**Excerpted passage**
## Begin

= Henry Voss =

German-born American architect

Henry Voss (1843 – ?) was a German-born American architect who was born in Germany and began his architectural practice in that country. He immigrated to the United States in 1871 and settled in Omaha, Nebraska in 1873. He maintained a successful architectural practice in Omaha for more than 30 years.

==Early years==
Voss was born in Schleswig-Holstein, Denmark, in 1843. He studied architecture in Switzerland and worked as an architect in Germany for several years. During this time, he was involved in the construction of a railroad in Russia. He immigrated to the United States in 1871 and was employed as a draftsman in New York City for several months. He subsequently worked as an architect in Chicago and a draftsman at Rock Island, Illinois.

## End

**Aim 1**
Print the part of the Henry Voss biography starting at "Henry Voss (1843" and ending at "than 30 years.".
**Aim 2**
Answer these questions from the Henry Voss biography:
(a) In which year did Voss immigrate to the United States?
(b) In which city did he settle in 1873?
(c) In which country did he study architecture?

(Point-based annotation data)

## Begin

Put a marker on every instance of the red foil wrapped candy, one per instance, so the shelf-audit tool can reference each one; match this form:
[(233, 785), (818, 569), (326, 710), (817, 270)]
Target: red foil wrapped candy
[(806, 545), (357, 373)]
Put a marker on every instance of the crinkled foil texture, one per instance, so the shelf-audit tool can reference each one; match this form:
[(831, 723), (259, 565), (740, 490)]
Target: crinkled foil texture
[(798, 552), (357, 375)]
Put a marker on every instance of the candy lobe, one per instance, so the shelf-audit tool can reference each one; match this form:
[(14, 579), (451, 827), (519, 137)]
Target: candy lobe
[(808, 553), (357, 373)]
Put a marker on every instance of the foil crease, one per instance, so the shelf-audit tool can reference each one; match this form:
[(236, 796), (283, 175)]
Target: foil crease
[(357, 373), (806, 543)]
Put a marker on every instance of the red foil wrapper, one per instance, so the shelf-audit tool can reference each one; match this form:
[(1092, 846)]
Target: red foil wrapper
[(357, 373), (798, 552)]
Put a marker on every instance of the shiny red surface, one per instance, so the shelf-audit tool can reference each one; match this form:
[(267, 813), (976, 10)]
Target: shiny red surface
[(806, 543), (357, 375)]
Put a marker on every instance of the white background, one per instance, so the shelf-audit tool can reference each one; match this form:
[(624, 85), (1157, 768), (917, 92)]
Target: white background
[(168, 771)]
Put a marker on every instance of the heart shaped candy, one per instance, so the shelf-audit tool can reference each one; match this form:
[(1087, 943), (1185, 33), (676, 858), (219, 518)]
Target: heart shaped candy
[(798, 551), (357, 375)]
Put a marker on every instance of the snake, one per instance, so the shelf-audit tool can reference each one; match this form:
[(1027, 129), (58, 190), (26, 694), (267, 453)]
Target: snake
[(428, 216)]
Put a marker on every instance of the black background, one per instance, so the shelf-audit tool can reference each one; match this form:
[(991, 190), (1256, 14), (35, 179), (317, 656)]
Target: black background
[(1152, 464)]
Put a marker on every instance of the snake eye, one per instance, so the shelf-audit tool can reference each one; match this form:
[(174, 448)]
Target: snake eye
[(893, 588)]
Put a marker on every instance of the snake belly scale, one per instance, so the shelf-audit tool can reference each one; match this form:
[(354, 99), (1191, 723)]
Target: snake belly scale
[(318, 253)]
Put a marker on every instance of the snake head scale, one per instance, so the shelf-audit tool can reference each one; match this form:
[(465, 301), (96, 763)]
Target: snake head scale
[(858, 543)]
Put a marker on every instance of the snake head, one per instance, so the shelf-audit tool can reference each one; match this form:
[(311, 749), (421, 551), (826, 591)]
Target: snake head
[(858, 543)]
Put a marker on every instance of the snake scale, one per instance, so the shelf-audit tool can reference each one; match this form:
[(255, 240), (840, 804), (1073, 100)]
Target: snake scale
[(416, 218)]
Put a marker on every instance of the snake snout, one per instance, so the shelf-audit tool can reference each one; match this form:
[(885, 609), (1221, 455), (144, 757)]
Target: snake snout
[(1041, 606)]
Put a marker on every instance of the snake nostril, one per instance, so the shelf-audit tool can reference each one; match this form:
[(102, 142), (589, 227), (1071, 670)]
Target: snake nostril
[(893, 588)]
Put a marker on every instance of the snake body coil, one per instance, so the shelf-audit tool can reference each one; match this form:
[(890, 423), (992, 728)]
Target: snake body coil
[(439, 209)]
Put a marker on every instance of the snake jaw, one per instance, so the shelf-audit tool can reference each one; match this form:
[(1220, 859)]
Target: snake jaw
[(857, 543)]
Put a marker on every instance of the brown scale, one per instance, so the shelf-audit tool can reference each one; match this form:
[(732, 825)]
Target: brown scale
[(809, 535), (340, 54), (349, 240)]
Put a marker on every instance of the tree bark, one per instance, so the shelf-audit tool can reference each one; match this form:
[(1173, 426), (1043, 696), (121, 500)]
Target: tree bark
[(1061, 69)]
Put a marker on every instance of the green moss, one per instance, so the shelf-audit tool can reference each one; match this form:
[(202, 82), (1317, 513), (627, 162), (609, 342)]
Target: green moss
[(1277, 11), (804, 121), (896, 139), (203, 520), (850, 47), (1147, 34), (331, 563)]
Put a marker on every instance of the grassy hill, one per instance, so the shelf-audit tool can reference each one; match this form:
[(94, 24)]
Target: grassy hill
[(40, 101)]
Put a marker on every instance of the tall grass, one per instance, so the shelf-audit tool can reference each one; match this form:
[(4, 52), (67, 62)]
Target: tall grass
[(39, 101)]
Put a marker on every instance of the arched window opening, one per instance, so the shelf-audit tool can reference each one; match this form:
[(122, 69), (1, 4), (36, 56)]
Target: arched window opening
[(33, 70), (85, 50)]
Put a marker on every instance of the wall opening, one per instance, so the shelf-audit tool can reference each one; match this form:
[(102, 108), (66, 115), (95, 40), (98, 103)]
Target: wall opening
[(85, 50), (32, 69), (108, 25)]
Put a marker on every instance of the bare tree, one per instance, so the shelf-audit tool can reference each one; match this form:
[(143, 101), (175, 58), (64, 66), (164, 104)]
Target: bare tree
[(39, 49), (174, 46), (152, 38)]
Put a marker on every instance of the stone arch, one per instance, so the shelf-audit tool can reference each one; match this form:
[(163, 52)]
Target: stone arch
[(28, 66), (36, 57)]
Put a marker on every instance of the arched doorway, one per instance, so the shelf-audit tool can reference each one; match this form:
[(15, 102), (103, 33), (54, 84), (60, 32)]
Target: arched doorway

## End

**Exercise response 1**
Henry Voss (1843 – ?) was a German-born American architect who was born in Germany and began his architectural practice in that country. He immigrated to the United States in 1871 and settled in Omaha, Nebraska in 1873. He maintained a successful architectural practice in Omaha for more than 30 years.

**Exercise response 2**
(a) 1871
(b) Omaha, Nebraska
(c) Switzerland